An old friend of mine used to say, “Ignorance is bliss.” The saying goes back to the hippie era, as far as I know. I hadn’t heard it much until he used it, thinking it was cool. Rick was a Christian by Catholic standards, and I often caught him smoking pot. Aside from that indiscretion, my friend was well-spoken and knew a few Bible verses. We would stay up late at night and go over those verses and others. He liked to play the devil’s advocate but was well-liked by his unassuming demeanor and laid-back lifestyle.
Rick sided up to me because he admired me for my faith, and I did my best to convert him, but it just wasn’t in the cards. I would even take him to church as often as I could, but he never seemed to get much out of the experience.
As time went by, he withdrew from society and into himself, although I felt he had great potential at one time. He was friendly and amiable but a bit wishy-washy, timid and shy.
He ended up being a recluse after we parted ways over fifteen years ago, and I still call or drop by and visit when I’m in his neighborhood – a hundred miles away. In doing so, I couldn’t help but notice how he’s let himself go and spends his days puttering around the house taking care of his parents and little more.
Today, he is an empty shell of the young man I once knew and loved like a brother.

_ _ _

▶ [SHORT EXERCISE A]
Answer these questions about the text about Rick, each in a word or short phrase:
(i) By what church's standards was Rick a Christian?
(ii) How long ago did the narrator and Rick part ways?
(iii) How far away is Rick's neighborhood?
▶ [SHORT EXERCISE B] Format the records from the line containing "Please spot the grassy slope" through the end of the records as a Markdown table with the columns Position and Text, giving each line a row number. Skip blank lines, and leave the pictures out of the table.

▶ [GIVEN ENTRIES]
_ _ _

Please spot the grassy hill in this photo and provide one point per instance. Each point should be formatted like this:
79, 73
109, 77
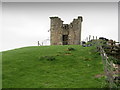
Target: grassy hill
52, 67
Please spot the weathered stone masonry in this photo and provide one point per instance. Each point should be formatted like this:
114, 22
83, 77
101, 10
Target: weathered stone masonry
65, 34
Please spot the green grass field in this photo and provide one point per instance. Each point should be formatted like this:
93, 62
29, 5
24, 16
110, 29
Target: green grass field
52, 67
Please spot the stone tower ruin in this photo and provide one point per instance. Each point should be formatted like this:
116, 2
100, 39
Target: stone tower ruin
65, 34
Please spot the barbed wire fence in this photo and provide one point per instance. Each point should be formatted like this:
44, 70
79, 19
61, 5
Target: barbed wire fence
112, 70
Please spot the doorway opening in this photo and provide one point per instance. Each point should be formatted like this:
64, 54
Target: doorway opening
65, 39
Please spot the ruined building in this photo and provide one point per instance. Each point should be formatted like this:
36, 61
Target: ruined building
65, 34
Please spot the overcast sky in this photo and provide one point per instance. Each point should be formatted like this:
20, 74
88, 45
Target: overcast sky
23, 24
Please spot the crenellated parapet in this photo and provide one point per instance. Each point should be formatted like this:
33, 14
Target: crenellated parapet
65, 34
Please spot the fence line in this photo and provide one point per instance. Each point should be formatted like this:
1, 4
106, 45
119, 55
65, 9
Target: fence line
108, 67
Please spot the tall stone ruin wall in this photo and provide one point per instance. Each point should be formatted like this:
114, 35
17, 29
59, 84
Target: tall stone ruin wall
58, 29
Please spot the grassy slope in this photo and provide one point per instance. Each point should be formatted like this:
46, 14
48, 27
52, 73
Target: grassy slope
23, 68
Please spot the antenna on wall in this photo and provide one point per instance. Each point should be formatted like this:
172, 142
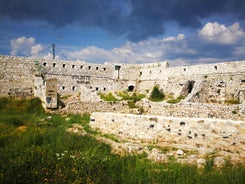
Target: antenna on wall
53, 49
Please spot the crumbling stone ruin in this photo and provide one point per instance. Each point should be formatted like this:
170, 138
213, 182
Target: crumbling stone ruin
212, 98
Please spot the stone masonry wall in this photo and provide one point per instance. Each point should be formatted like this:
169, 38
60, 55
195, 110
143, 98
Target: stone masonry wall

_ _ _

▶ [CORRECT ANSWER A]
(i) Catholic
(ii) Over fifteen years ago
(iii) A hundred miles

▶ [CORRECT ANSWER B]
| Position | Text |
|---|---|
| 1 | Please spot the grassy slope in this photo and provide one point per instance. Each point should be formatted like this: |
| 2 | 46, 14 |
| 3 | 48, 27 |
| 4 | 52, 73 |
| 5 | Target: grassy slope |
| 6 | 23, 68 |
| 7 | Please spot the antenna on wall in this photo and provide one point per instance. Each point should be formatted like this: |
| 8 | 172, 142 |
| 9 | Target: antenna on wall |
| 10 | 53, 49 |
| 11 | Please spot the crumbling stone ruin in this photo and provide one point per instance. Each point should be formatted like this: |
| 12 | 170, 138 |
| 13 | 213, 182 |
| 14 | Target: crumbling stone ruin |
| 15 | 212, 98 |
| 16 | Please spot the stone masonry wall in this photo and provide one point per instance. Each point should be formatted like this: |
| 17 | 169, 38 |
| 18 | 60, 55 |
| 19 | 195, 110 |
| 20 | 143, 98 |
| 21 | Target: stone masonry wall |